Exclude the pictures and transcribe the rest of the data below exactly.

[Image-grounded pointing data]

......

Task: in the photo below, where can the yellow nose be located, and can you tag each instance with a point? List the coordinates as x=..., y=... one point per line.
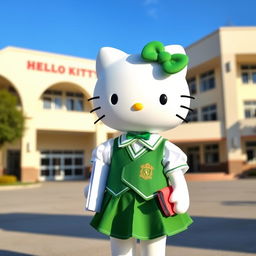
x=137, y=106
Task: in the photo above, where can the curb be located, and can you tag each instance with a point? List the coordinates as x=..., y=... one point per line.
x=15, y=187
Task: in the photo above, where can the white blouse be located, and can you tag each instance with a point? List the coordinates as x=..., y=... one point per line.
x=173, y=157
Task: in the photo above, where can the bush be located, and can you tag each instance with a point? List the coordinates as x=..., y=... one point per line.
x=8, y=179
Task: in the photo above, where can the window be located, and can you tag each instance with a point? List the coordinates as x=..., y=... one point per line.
x=250, y=109
x=192, y=116
x=192, y=85
x=248, y=74
x=251, y=151
x=211, y=152
x=73, y=101
x=209, y=113
x=52, y=99
x=47, y=102
x=207, y=81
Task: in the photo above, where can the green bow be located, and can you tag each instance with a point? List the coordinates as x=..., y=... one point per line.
x=171, y=63
x=144, y=135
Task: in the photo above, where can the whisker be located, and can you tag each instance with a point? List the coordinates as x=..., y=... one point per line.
x=187, y=96
x=99, y=119
x=94, y=98
x=95, y=109
x=190, y=109
x=182, y=118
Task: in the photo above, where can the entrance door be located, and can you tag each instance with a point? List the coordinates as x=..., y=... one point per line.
x=193, y=159
x=13, y=163
x=62, y=165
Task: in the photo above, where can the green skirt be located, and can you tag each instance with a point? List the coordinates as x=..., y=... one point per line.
x=129, y=215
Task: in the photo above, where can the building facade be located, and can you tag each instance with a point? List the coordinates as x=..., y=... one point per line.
x=53, y=92
x=221, y=134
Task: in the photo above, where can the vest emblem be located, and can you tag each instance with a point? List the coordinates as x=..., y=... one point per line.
x=146, y=171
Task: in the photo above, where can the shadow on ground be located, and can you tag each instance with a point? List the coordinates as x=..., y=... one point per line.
x=229, y=234
x=12, y=253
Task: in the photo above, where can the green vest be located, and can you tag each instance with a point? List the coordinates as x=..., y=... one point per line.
x=144, y=175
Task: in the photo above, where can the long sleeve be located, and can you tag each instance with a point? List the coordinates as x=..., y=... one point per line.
x=101, y=158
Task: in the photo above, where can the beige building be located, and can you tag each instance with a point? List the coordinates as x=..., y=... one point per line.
x=53, y=92
x=60, y=132
x=221, y=136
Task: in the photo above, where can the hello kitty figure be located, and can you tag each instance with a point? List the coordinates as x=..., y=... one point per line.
x=140, y=95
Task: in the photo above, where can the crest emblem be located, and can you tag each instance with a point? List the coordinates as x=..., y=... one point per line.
x=146, y=171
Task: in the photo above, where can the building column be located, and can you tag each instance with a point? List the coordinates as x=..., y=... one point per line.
x=201, y=156
x=232, y=126
x=29, y=156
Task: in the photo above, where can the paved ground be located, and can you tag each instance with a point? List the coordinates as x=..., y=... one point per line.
x=50, y=221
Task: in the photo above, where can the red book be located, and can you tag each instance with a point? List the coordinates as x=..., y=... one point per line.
x=163, y=197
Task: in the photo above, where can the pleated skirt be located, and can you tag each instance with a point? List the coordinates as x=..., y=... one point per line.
x=129, y=215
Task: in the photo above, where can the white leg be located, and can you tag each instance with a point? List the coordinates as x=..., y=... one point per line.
x=123, y=247
x=153, y=247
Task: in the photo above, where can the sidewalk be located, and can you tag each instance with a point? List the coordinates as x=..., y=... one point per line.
x=50, y=221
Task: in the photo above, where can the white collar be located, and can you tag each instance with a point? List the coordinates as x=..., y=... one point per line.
x=151, y=143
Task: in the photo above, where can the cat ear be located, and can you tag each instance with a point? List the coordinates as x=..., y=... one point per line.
x=108, y=56
x=175, y=48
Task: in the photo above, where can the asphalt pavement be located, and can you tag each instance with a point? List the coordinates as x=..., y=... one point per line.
x=50, y=220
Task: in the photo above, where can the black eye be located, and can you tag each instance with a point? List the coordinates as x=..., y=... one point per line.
x=163, y=99
x=114, y=99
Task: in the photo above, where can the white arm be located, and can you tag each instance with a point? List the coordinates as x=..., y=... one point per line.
x=180, y=195
x=97, y=186
x=94, y=192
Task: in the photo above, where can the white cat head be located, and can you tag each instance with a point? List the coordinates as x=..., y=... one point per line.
x=134, y=95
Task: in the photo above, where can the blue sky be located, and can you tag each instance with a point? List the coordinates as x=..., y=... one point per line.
x=81, y=27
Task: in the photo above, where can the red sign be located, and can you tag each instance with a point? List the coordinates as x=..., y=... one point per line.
x=60, y=69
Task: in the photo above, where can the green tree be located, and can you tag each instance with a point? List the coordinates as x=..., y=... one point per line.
x=12, y=120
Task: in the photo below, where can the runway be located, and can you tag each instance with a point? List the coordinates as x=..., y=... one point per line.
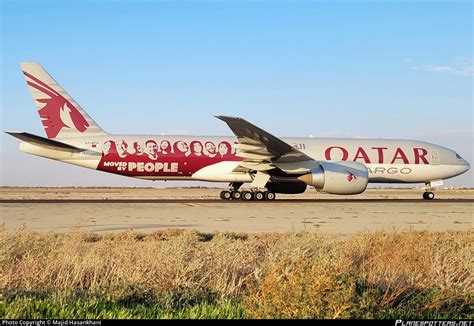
x=151, y=209
x=225, y=202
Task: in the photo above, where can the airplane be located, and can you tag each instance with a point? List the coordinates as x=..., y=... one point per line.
x=270, y=164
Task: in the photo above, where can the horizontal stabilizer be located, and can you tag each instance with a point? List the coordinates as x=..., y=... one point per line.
x=45, y=142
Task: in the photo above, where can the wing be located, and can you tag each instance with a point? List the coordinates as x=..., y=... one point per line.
x=262, y=151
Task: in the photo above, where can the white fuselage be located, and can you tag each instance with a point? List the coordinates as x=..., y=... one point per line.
x=387, y=161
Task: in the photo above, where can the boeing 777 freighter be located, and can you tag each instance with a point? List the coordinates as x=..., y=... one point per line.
x=270, y=164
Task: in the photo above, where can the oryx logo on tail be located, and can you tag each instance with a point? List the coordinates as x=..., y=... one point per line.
x=57, y=112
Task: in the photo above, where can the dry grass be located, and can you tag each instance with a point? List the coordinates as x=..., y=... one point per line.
x=288, y=275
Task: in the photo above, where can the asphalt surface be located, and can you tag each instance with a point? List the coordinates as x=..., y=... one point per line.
x=220, y=201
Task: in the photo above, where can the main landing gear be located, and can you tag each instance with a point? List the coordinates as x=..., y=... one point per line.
x=251, y=194
x=428, y=194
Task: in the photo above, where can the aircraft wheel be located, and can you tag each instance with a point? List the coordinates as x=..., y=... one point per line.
x=269, y=195
x=428, y=195
x=226, y=195
x=259, y=195
x=236, y=195
x=247, y=195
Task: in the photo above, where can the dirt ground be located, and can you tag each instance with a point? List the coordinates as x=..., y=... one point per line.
x=197, y=208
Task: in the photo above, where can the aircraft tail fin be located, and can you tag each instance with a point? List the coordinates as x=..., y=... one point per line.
x=45, y=142
x=61, y=115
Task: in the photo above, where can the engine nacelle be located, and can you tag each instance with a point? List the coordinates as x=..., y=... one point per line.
x=295, y=187
x=339, y=178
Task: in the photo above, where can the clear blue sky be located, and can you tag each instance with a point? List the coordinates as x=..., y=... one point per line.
x=385, y=69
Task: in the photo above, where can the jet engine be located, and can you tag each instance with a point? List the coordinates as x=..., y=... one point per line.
x=339, y=178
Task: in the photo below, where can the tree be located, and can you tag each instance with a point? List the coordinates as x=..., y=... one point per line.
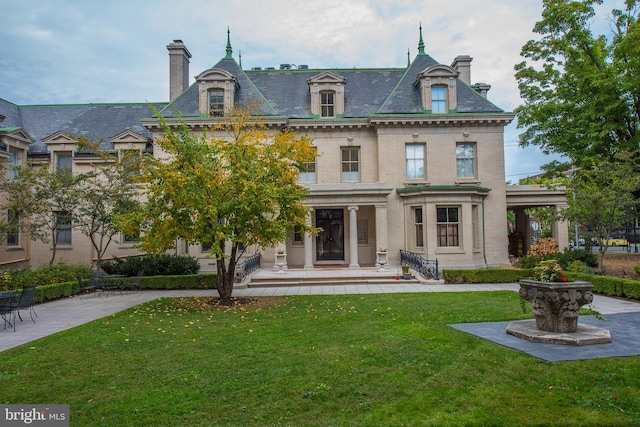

......

> [Task output]:
Task: in the photo below, where can the yellow nose be located, and can you tag each instance with a point? List the coordinates as x=..., y=... one point per line.
x=137, y=106
Task: in the photo above, where can the curb be located, and can you tag each instance with a point? List the coordinates as x=..., y=... one point per line.
x=15, y=187
Task: in the photo above, where can the white blouse be located, and can you tag each instance with a point? List the coordinates as x=..., y=... one point per line.
x=173, y=157
Task: in the photo above, where can the bush be located, and can you tag each instance with a point? List the coordinates as x=..., y=... one point per line.
x=8, y=179
Task: in the photo above, where can the window be located, and can you tag each instance with a point? List the coordinates as x=..., y=... one point per line.
x=250, y=109
x=192, y=116
x=192, y=85
x=248, y=74
x=251, y=151
x=211, y=152
x=73, y=101
x=209, y=113
x=52, y=99
x=47, y=102
x=207, y=81
Task: in the photo above, where can the green bow be located, and can you tag each instance with a point? List the coordinates as x=..., y=... one point per line.
x=171, y=63
x=144, y=135
Task: in the photo above, where can the whisker be located, and can you tag each instance with a point? List the coordinates as x=..., y=... one point per line.
x=187, y=96
x=99, y=119
x=94, y=98
x=95, y=109
x=190, y=109
x=182, y=118
Task: in the photo above, where can the entrance door be located, and can you tag each instance with a point? List the coordinates as x=..., y=... one point per line.
x=193, y=159
x=13, y=163
x=62, y=165
Task: in the photo above, where can the green skirt be located, and can you tag each instance with a point? List the coordinates as x=..., y=... one point per line.
x=129, y=215
Task: in the photo above, where can the building facade be located, and can you tag each instance with a point? List the coordinates as x=..., y=... one point per line.
x=53, y=92
x=221, y=134
Task: in the photo above, where can the vest emblem be located, and can you tag each instance with a point? List the coordinates as x=..., y=... one point per line.
x=146, y=171
Task: in the photo above, where can the shadow on ground be located, and can you tag each instance with a point? List the coordinates as x=..., y=... one point per line.
x=229, y=234
x=12, y=253
Task: in the photo above, where can the green vest be located, and can you tag each instance with a point? List the coordinates as x=..., y=... one point per line.
x=144, y=175
Task: in the photo above, where can the long sleeve be located, and can you tag each instance with a point? List the coordinates as x=..., y=... one point per line.
x=101, y=158
Task: in the photo above, where can the beige building be located, and can you tag each instance with a point? List the coordinates as x=..., y=... one point per line.
x=53, y=92
x=60, y=132
x=221, y=136
Task: in the photo above, where can the hello kitty figure be located, and can you tag each instance with a point? List the coordinates as x=..., y=... one point per line.
x=140, y=95
Task: in the photo above, where can the crest emblem be located, and can you tag each instance with a point? List the coordinates as x=..., y=... one point per line.
x=146, y=171
Task: in the photo above, where can the building column be located, and can you tag each instance with a point? List the coordinates as x=..., y=... one point per line.
x=201, y=156
x=232, y=126
x=29, y=156
Task: in the photo above, where can the paved ground be located, and can you tag each instance with a point? List the coordinates as x=..., y=... one point per line.
x=50, y=221
Task: in the photo above, where can the red book be located, and can you tag each instance with a point? List the coordinates as x=..., y=... one point per line.
x=163, y=197
Task: in the photo above, where can the pleated skirt be located, and can you tag each instance with a point? List the coordinates as x=..., y=... one point per line.
x=129, y=215
Task: in the photo above, where can the white leg be located, and can you tag each instance with a point? List the coordinates as x=..., y=... one point per line.
x=123, y=247
x=153, y=247
Task: in the photo above, where can the sidewalk be located, and can you tag each instance with a point? List the coordinates as x=..., y=... one point per line.
x=50, y=221
Task: in the photo above, where can the white collar be located, and can you tag each instance with a point? List the coordinates as x=..., y=... one point per line.
x=151, y=143
Task: in the photo above, where can the cat ear be located, and can you tag each instance with a point? List the coordinates as x=..., y=... one point per line.
x=108, y=56
x=175, y=48
Task: in the photo above, where can the asphalt pavement be located, and can you tag each instance with a point? List the coordinates as x=..., y=... one point per line.
x=50, y=220
Task: in the photo above, where can the black eye be located, and can you tag each instance with a point? List the coordinates as x=..., y=... one point per line.
x=163, y=99
x=114, y=99
Task: in the photo above, where can the white arm be located, and can you tag each instance with a point? List the coordinates as x=..., y=... one point per line.
x=180, y=195
x=97, y=186
x=94, y=192
Task: in the photo above, where can the white cat head be located, and can you tag each instance with a point? List the coordinates as x=..., y=... one point per line.
x=134, y=95
Task: in the photo above, where can the blue sky be located, and can you tag each instance with a point? List the coordinates as x=..., y=... one point per line.
x=81, y=27
Task: in the photo above, where can the red sign be located, and can you tag each instance with a point? List the coordinates as x=..., y=... one point per line.
x=60, y=69
Task: in the photo above, where can the green tree be located, and can you tag each instance with a point? List the coordinates as x=..., y=... one point per line.
x=12, y=120
Task: in the photo below, where can the runway be located, and can you tag each instance with a point? List the coordinates as x=..., y=... one point per line.
x=151, y=209
x=225, y=202
Task: in the photo above, where can the airplane be located, and can you tag each instance with a point? List the coordinates as x=..., y=... one point per line.
x=270, y=164
Task: in the photo above, where can the horizontal stabilizer be located, and can you tag each instance with a point? List the coordinates as x=..., y=... one point per line.
x=45, y=142
Task: in the photo above, where can the wing be located, and can you tag each instance with a point? List the coordinates as x=..., y=... one point per line.
x=262, y=151
Task: in the photo above, where can the white fuselage be located, and can you tag each instance with a point? List the coordinates as x=..., y=... one point per line.
x=387, y=161
Task: in the photo above, where can the boeing 777 freighter be located, and can you tag each instance with a point? List the coordinates as x=..., y=... one point per line.
x=270, y=164
Task: in the photo above, where can the oryx logo on tail be located, and can you tag each instance with a point? List the coordinates as x=..., y=... one point per line.
x=57, y=112
Task: in the photo above, where can the dry grass be located, and can you tag each instance with a point? List the coordinates as x=..., y=... one point per line.
x=288, y=275
Task: in the photo above, where can the asphalt surface be located, and can you tag each instance with a point? List the coordinates as x=..., y=... one point per line.
x=220, y=201
Task: in the photo above, where can the main landing gear be located, and can you tag each instance with a point? List the coordinates as x=..., y=... one point per line.
x=251, y=194
x=428, y=194
Task: in the photo above, where can the aircraft wheel be located, and can you tag each instance with a point? List the coordinates as x=..., y=... one point per line.
x=269, y=195
x=428, y=195
x=226, y=195
x=259, y=195
x=236, y=195
x=247, y=195
Task: in the photo above, where can the dirt ground be located, and can you tag each instance with a point? List the coordinates as x=..., y=... one point per line.
x=197, y=208
Task: in the photo above, where can the aircraft tail fin be located, and can you tag each instance with a point? List the coordinates as x=..., y=... one point per line.
x=45, y=142
x=61, y=115
Task: in the photo above, where can the engine nacelle be located, and can you tag each instance with a point? List the coordinates as x=..., y=... one point per line.
x=295, y=187
x=339, y=178
Task: in the photo above, where can the clear blue sky be located, and can you tag each instance with a point? List the coordinates as x=..., y=... one point per line.
x=385, y=69
Task: in the photo above, where can the jet engine be located, and can you tag each instance with a point? List the coordinates as x=..., y=... one point per line.
x=339, y=178
Task: in the photo below, where can the tree be located, and can you tag each instance with a point? List the coordinates as x=..., y=... one point per line.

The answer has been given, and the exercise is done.